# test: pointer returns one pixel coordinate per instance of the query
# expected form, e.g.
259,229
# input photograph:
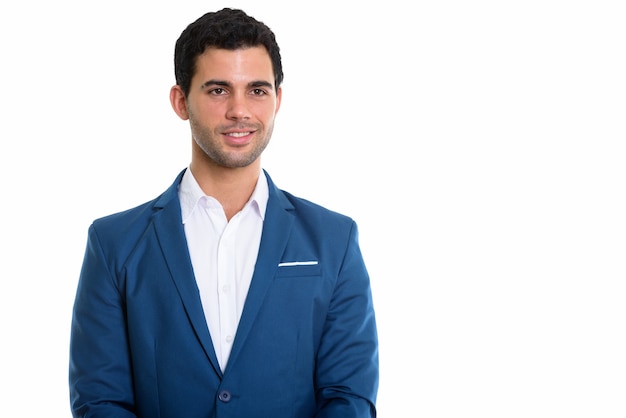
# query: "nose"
237,108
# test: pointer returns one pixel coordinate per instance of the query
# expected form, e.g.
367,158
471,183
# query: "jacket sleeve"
347,360
100,376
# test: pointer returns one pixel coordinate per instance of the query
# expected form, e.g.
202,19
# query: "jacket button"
224,396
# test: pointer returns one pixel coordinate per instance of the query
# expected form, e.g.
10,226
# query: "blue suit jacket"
306,345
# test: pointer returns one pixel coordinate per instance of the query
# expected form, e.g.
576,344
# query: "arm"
100,376
347,360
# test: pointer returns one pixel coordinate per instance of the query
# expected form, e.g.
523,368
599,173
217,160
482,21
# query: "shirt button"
224,396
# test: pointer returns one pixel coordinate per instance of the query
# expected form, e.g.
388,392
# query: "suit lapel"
171,238
276,230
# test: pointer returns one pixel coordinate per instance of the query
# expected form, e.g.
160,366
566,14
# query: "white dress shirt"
223,255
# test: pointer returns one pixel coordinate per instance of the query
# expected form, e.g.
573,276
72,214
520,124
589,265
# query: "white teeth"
238,134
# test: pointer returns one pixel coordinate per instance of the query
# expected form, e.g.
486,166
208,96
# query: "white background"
478,144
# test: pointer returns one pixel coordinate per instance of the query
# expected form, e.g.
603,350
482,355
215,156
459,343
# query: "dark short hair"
225,29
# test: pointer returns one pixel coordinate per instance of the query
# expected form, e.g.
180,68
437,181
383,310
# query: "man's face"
231,105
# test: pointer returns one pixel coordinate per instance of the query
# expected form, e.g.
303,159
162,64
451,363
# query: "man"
224,296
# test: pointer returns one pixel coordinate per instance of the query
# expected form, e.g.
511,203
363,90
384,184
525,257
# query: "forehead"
234,65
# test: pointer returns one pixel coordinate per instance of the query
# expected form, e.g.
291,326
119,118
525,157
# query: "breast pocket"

- [Direction]
Please return each line of the entries above that contains the word "shirt".

- [Output for this exercise]
# query: "shirt button"
# query: "white dress shirt"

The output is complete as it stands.